Extrait source
· · · · · · ·

Alexander Melnikov Piano, Utopia, Teodor Currentzis 

Curieusement ce programme affiche deux compositeurs qui chacun furent victimes de leur talent et de leur art dans leur pays : Mahler bien que converti au catholicisme fut victime d’antisémitisme et sa musique interdite sous le Troisième Reich et Chostakovitch qui sans cesse dut tenir compte du régime soviétique, et qui déchaina l’ire de Staline au moment de l’affaire de Lady Macbeth de Mzensk, faillit être victime des purges. Sa vie faite de navigation au plus près en tenant compte des aléas de la situation locale lui valut d’être accusé de complaisance par certains en Occident si bien qu’il n’est vraiment entré au répertoire régulier des concerts que tardivement. Tutto il mondo è paese, disent les italiens…(= c’est partout la même chanson…)
Les deux sont réunis ce soir, avec les liens artistiques bien connus du second envers le premier, transcendant évidemment toutes les frontières et les idéologies, comme il se doit.

· · · · · · ·

Exercice proposé A
Comptez les lignes des entrées qui contiennent le mot « each », en respectant la casse, puis indiquez seulement ce nombre.

· · · · · · ·

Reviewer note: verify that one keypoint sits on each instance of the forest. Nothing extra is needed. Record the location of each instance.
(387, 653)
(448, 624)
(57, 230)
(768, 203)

· · · · · · ·

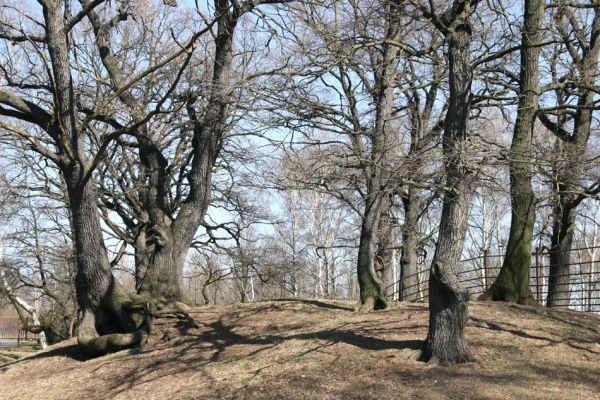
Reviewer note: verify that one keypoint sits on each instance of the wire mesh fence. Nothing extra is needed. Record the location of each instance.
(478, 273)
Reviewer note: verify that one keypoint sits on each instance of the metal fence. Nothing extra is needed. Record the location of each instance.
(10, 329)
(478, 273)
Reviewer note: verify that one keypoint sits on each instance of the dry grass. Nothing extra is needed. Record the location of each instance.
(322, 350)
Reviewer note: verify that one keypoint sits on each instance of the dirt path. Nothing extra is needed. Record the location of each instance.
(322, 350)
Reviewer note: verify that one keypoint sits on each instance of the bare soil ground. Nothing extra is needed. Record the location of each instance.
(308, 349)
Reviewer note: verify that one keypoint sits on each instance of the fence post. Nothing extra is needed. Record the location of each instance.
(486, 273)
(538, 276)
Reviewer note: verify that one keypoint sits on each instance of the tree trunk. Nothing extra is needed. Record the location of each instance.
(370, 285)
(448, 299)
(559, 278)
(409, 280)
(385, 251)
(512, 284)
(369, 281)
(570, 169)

· · · · · · ·

Exercice proposé B
Reproduisez fidèlement, dans l'extrait consacré à Mahler et Chostakovitch, tout ce qui va de « Curieusement ce programme » jusqu'à « la même chanson…) ».

Réponse complète A
8

Réponse complète B
Curieusement ce programme affiche deux compositeurs qui chacun furent victimes de leur talent et de leur art dans leur pays : Mahler bien que converti au catholicisme fut victime d’antisémitisme et sa musique interdite sous le Troisième Reich et Chostakovitch qui sans cesse dut tenir compte du régime soviétique, et qui déchaina l’ire de Staline au moment de l’affaire de Lady Macbeth de Mzensk, faillit être victime des purges. Sa vie faite de navigation au plus près en tenant compte des aléas de la situation locale lui valut d’être accusé de complaisance par certains en Occident si bien qu’il n’est vraiment entré au répertoire régulier des concerts que tardivement. Tutto il mondo è paese, disent les italiens…(= c’est partout la même chanson…)